_PROBLEM_
Lines before the one containing "railing, giving x and y for each instance?" are left out; copy that line and every later line through the end of the data exactly.

[Collected data]
· · ·

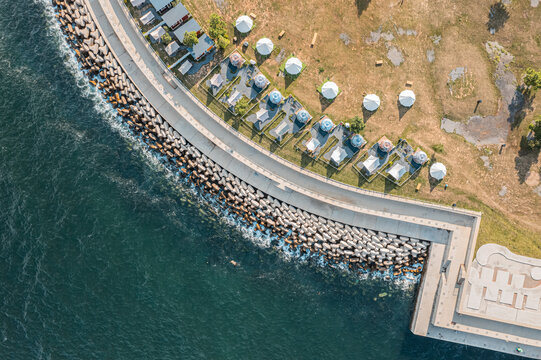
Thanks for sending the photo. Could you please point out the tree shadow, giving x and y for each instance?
(519, 107)
(325, 103)
(362, 5)
(497, 16)
(402, 110)
(525, 159)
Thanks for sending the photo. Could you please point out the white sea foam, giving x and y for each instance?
(260, 239)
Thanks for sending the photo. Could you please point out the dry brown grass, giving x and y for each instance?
(514, 219)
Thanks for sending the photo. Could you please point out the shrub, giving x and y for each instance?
(357, 124)
(532, 79)
(242, 106)
(190, 38)
(166, 38)
(223, 42)
(437, 148)
(216, 26)
(534, 139)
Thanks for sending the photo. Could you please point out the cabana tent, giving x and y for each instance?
(172, 48)
(244, 24)
(312, 145)
(329, 90)
(338, 155)
(406, 98)
(357, 141)
(371, 102)
(397, 171)
(371, 164)
(261, 81)
(262, 114)
(293, 66)
(157, 34)
(438, 171)
(217, 80)
(137, 3)
(303, 116)
(326, 124)
(147, 18)
(176, 16)
(275, 97)
(264, 46)
(420, 157)
(385, 144)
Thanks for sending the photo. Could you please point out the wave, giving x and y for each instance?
(158, 163)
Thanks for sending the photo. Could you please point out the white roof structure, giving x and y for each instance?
(137, 3)
(338, 155)
(293, 66)
(157, 34)
(262, 114)
(261, 81)
(397, 171)
(438, 171)
(190, 25)
(160, 4)
(329, 90)
(313, 144)
(185, 67)
(147, 18)
(264, 46)
(406, 98)
(172, 48)
(234, 98)
(371, 164)
(217, 80)
(174, 15)
(371, 102)
(244, 24)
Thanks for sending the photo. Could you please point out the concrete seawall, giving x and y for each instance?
(387, 231)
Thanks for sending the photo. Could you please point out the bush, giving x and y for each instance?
(166, 38)
(190, 38)
(534, 138)
(242, 106)
(357, 124)
(532, 79)
(223, 42)
(437, 148)
(216, 26)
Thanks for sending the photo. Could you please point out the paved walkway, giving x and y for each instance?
(257, 166)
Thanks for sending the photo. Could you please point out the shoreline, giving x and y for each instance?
(357, 247)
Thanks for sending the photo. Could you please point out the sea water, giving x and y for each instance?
(104, 254)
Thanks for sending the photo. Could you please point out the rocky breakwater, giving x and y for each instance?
(308, 233)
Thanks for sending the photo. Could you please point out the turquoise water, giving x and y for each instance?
(105, 255)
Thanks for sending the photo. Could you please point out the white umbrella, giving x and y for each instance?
(293, 66)
(329, 90)
(406, 98)
(264, 46)
(438, 171)
(244, 24)
(371, 102)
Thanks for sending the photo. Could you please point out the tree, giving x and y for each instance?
(357, 124)
(166, 38)
(532, 79)
(242, 105)
(190, 38)
(217, 26)
(223, 42)
(534, 138)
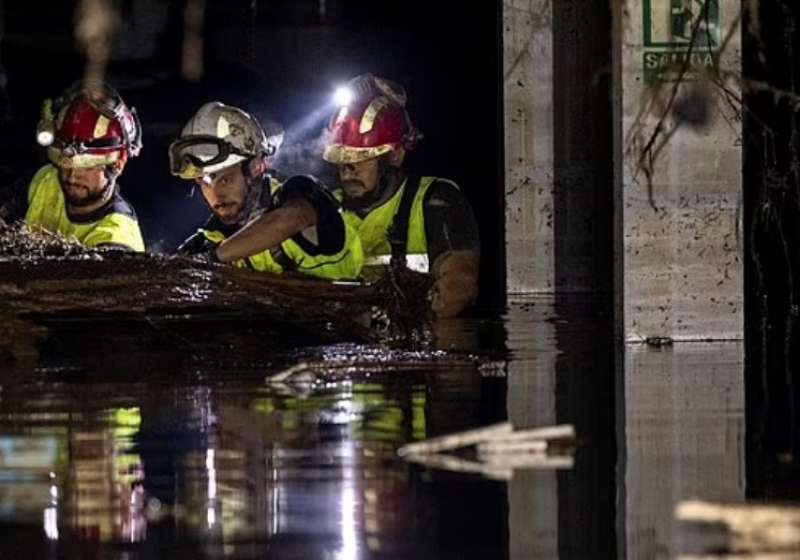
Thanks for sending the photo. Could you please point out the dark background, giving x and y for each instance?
(279, 59)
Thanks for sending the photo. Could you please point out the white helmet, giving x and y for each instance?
(219, 136)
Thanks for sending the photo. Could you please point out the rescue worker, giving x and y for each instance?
(297, 226)
(90, 133)
(427, 219)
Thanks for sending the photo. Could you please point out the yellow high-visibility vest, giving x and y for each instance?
(47, 209)
(374, 228)
(344, 265)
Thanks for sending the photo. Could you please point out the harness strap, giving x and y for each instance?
(398, 231)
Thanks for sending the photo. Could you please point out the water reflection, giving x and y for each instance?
(184, 454)
(230, 466)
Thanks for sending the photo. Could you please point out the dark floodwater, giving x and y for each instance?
(152, 440)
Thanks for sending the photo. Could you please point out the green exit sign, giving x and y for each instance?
(671, 23)
(669, 29)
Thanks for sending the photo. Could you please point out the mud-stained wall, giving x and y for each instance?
(528, 93)
(681, 430)
(678, 170)
(558, 155)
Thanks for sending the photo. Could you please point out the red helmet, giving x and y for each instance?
(373, 124)
(91, 125)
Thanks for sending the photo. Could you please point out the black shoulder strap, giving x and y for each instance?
(398, 232)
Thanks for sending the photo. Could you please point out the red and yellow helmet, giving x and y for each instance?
(90, 125)
(373, 124)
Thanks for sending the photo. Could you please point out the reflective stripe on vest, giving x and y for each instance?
(47, 210)
(344, 265)
(416, 262)
(374, 227)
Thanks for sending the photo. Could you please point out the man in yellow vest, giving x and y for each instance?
(90, 134)
(427, 219)
(256, 222)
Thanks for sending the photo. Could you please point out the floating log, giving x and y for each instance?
(749, 528)
(455, 441)
(501, 448)
(43, 275)
(458, 464)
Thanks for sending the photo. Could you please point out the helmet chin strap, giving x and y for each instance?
(390, 178)
(257, 188)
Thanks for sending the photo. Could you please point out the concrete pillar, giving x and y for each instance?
(678, 235)
(528, 94)
(532, 495)
(557, 145)
(682, 436)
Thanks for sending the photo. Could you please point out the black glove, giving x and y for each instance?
(200, 247)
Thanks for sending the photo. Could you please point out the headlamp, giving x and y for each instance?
(343, 96)
(45, 129)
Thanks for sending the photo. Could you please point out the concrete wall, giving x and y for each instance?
(557, 146)
(682, 435)
(678, 247)
(532, 495)
(528, 93)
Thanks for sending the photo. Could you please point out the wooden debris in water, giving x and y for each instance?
(44, 275)
(456, 441)
(750, 530)
(499, 450)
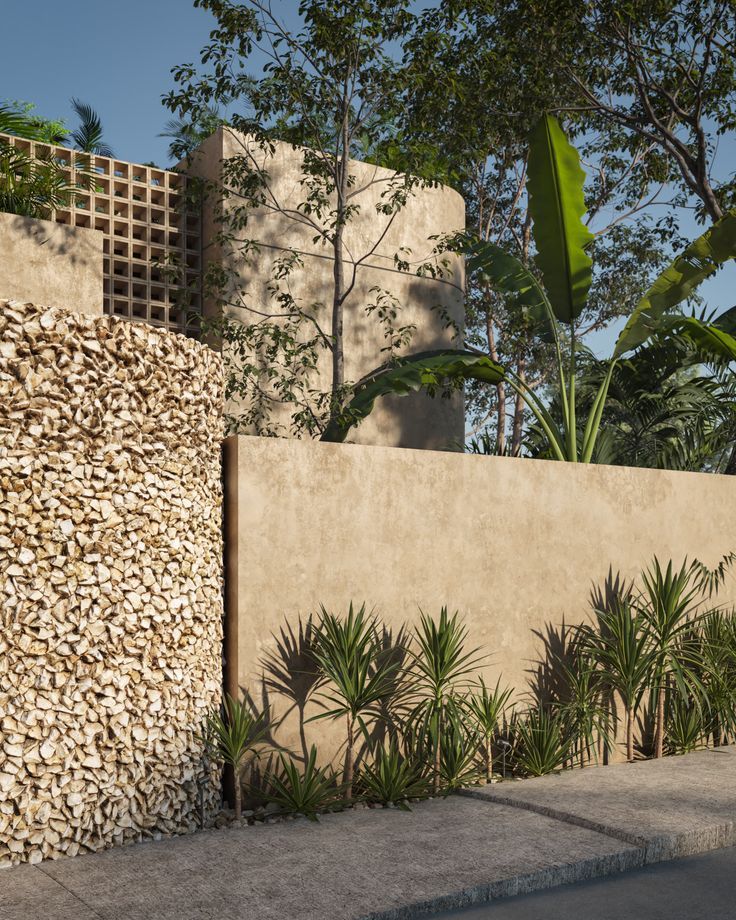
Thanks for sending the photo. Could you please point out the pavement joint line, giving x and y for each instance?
(556, 814)
(69, 891)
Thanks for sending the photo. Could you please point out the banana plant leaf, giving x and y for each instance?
(557, 204)
(727, 321)
(702, 258)
(713, 342)
(508, 275)
(425, 370)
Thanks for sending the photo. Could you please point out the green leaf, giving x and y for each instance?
(508, 275)
(425, 370)
(702, 258)
(713, 343)
(557, 204)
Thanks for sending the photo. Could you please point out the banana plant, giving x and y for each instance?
(562, 240)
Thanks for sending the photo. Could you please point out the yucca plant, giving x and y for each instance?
(718, 674)
(622, 650)
(684, 723)
(459, 749)
(304, 789)
(485, 708)
(392, 777)
(553, 300)
(358, 676)
(669, 603)
(230, 734)
(542, 741)
(584, 708)
(441, 669)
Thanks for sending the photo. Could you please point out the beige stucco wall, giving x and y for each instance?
(48, 263)
(512, 544)
(416, 421)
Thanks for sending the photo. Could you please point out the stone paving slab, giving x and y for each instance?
(26, 893)
(385, 864)
(672, 807)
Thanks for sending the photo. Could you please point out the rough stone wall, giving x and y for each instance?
(110, 580)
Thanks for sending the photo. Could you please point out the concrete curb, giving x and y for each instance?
(553, 877)
(650, 848)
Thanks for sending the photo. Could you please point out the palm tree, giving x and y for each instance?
(556, 205)
(31, 186)
(186, 136)
(88, 136)
(349, 655)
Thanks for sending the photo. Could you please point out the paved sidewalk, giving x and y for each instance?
(392, 865)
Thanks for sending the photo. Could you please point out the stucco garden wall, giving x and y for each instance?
(513, 544)
(110, 580)
(49, 263)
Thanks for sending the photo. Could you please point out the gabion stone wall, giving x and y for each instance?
(110, 580)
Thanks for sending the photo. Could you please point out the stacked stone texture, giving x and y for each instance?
(110, 580)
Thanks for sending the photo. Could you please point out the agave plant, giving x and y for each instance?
(229, 735)
(392, 777)
(304, 789)
(441, 668)
(554, 305)
(485, 708)
(348, 653)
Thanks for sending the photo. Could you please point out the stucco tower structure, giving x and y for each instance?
(431, 302)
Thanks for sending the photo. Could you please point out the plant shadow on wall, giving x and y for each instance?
(651, 672)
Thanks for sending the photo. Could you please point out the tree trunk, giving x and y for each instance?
(338, 294)
(630, 734)
(519, 405)
(438, 754)
(731, 465)
(237, 794)
(500, 389)
(349, 764)
(659, 732)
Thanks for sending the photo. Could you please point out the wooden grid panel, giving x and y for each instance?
(139, 209)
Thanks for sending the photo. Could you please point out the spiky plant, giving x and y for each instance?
(441, 668)
(670, 602)
(357, 675)
(392, 777)
(622, 650)
(485, 708)
(542, 741)
(304, 789)
(230, 734)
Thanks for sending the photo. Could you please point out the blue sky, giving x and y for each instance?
(118, 58)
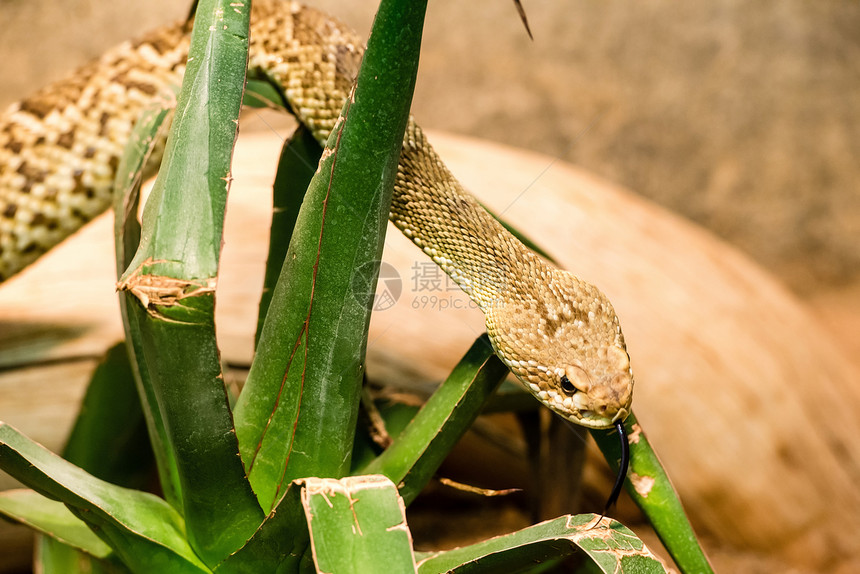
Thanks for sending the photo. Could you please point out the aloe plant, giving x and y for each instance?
(276, 483)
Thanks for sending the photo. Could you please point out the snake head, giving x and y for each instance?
(595, 395)
(565, 344)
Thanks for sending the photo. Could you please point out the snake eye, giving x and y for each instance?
(567, 386)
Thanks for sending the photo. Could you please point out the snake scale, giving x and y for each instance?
(59, 150)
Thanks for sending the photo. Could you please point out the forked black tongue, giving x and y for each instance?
(622, 467)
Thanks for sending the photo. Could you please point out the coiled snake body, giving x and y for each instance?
(59, 150)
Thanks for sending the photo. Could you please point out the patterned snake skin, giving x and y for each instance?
(59, 150)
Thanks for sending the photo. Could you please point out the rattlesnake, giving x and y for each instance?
(59, 150)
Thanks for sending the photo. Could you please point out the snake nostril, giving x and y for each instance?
(567, 386)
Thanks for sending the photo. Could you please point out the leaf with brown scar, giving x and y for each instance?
(154, 291)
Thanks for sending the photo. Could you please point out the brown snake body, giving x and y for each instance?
(59, 150)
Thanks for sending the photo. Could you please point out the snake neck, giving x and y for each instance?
(431, 208)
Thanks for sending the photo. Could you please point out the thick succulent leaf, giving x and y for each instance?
(357, 524)
(109, 437)
(169, 286)
(300, 156)
(296, 415)
(137, 158)
(649, 487)
(144, 530)
(280, 544)
(417, 452)
(109, 441)
(55, 557)
(612, 547)
(51, 518)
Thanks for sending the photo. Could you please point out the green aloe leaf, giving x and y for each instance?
(417, 452)
(109, 441)
(55, 557)
(279, 545)
(300, 156)
(169, 286)
(53, 519)
(612, 547)
(650, 488)
(138, 157)
(357, 524)
(144, 530)
(109, 437)
(296, 415)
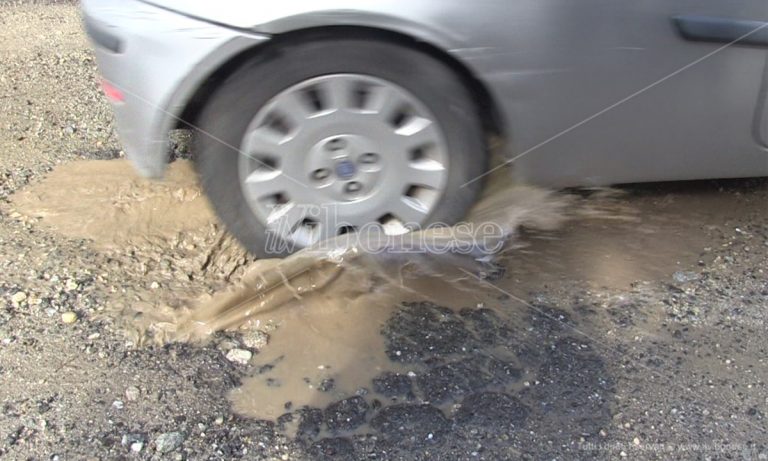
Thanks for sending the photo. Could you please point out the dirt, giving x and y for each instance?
(634, 329)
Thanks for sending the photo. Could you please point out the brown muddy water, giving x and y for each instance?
(324, 311)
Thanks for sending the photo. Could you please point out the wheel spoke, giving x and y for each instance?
(264, 141)
(408, 211)
(294, 107)
(336, 93)
(384, 102)
(284, 219)
(417, 133)
(267, 183)
(428, 173)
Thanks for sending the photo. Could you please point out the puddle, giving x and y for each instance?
(329, 314)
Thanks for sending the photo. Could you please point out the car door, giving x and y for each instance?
(612, 91)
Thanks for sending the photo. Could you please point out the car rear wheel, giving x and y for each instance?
(327, 137)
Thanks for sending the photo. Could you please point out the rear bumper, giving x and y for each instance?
(157, 59)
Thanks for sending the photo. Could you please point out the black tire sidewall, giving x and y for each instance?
(235, 103)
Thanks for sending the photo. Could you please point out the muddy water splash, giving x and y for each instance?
(325, 309)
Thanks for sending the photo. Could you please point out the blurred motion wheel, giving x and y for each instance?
(324, 138)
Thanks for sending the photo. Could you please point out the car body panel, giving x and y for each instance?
(166, 57)
(591, 92)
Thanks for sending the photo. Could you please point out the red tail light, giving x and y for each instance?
(111, 92)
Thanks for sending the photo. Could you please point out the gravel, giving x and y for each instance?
(577, 371)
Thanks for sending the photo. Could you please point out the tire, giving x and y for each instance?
(227, 116)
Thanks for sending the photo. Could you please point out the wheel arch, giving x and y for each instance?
(488, 109)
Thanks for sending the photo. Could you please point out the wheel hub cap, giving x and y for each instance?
(338, 152)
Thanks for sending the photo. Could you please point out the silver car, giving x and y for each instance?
(317, 118)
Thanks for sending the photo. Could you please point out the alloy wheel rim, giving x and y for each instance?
(335, 153)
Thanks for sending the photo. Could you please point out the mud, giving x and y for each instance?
(361, 319)
(106, 202)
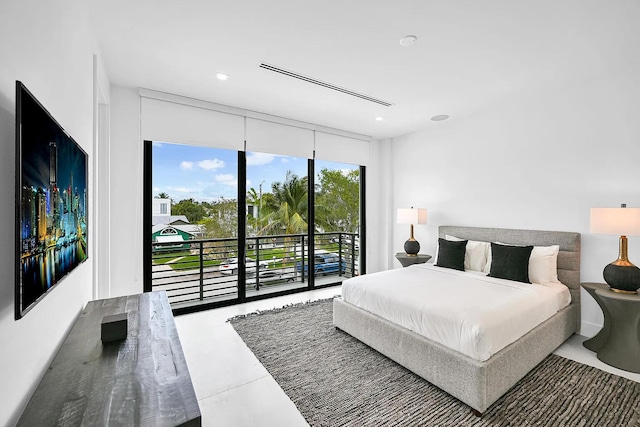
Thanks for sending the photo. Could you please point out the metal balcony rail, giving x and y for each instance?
(203, 270)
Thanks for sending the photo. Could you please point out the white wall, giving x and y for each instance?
(126, 192)
(49, 47)
(538, 160)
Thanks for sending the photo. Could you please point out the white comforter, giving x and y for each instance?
(465, 311)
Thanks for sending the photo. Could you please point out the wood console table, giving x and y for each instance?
(141, 381)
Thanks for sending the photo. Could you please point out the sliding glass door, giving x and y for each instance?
(337, 221)
(226, 226)
(194, 235)
(277, 222)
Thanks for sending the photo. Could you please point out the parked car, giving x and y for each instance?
(230, 265)
(271, 276)
(346, 240)
(324, 263)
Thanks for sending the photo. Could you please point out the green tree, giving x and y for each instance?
(338, 200)
(287, 208)
(190, 208)
(221, 219)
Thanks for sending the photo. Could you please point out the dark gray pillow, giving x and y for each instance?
(510, 262)
(451, 254)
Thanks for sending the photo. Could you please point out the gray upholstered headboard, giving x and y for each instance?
(568, 257)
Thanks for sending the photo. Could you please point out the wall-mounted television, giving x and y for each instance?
(51, 202)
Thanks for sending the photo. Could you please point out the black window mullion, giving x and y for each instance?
(363, 222)
(242, 225)
(311, 220)
(147, 196)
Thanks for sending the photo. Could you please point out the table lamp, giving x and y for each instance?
(621, 275)
(412, 216)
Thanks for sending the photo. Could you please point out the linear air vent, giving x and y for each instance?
(324, 84)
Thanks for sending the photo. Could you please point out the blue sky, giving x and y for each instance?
(207, 174)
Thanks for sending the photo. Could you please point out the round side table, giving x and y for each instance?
(622, 348)
(407, 260)
(600, 339)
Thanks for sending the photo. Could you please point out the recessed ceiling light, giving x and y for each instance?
(408, 40)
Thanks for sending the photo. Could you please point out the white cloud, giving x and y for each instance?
(211, 164)
(259, 159)
(226, 179)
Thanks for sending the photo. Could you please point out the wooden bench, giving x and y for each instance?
(141, 381)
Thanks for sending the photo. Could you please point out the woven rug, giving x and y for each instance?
(335, 380)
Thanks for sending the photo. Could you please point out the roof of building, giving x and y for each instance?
(168, 219)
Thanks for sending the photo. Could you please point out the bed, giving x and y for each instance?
(478, 383)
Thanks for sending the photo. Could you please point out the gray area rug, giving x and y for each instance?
(335, 380)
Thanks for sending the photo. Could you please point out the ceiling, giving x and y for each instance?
(469, 54)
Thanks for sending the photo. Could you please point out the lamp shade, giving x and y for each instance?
(618, 221)
(412, 216)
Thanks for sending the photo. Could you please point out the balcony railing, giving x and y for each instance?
(204, 270)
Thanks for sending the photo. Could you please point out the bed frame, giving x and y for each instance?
(476, 383)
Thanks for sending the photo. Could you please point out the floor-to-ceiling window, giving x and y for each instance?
(337, 220)
(194, 234)
(277, 222)
(233, 206)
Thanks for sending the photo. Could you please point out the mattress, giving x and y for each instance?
(467, 312)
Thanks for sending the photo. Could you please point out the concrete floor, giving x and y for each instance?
(234, 389)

· · ·

_SOLVED PROBLEM_
Thanks for sending the photo. Could you please point out the balcony railing, giving x and y for each instance?
(204, 270)
Thanks for sending the photo. Could you please point out the bed frame, giving x and y for each instance?
(476, 383)
Thanks for sending the photo. Could you please point out the floor-to-ceiling window, giving x and y for each instance?
(337, 220)
(194, 234)
(277, 222)
(233, 206)
Thanks for sending the photo. Could you please point out the mattress, giving x and y for each instance?
(467, 312)
Thanks for sending the photo. Could you please point out the concrete floor, giving x and y for each instance?
(234, 389)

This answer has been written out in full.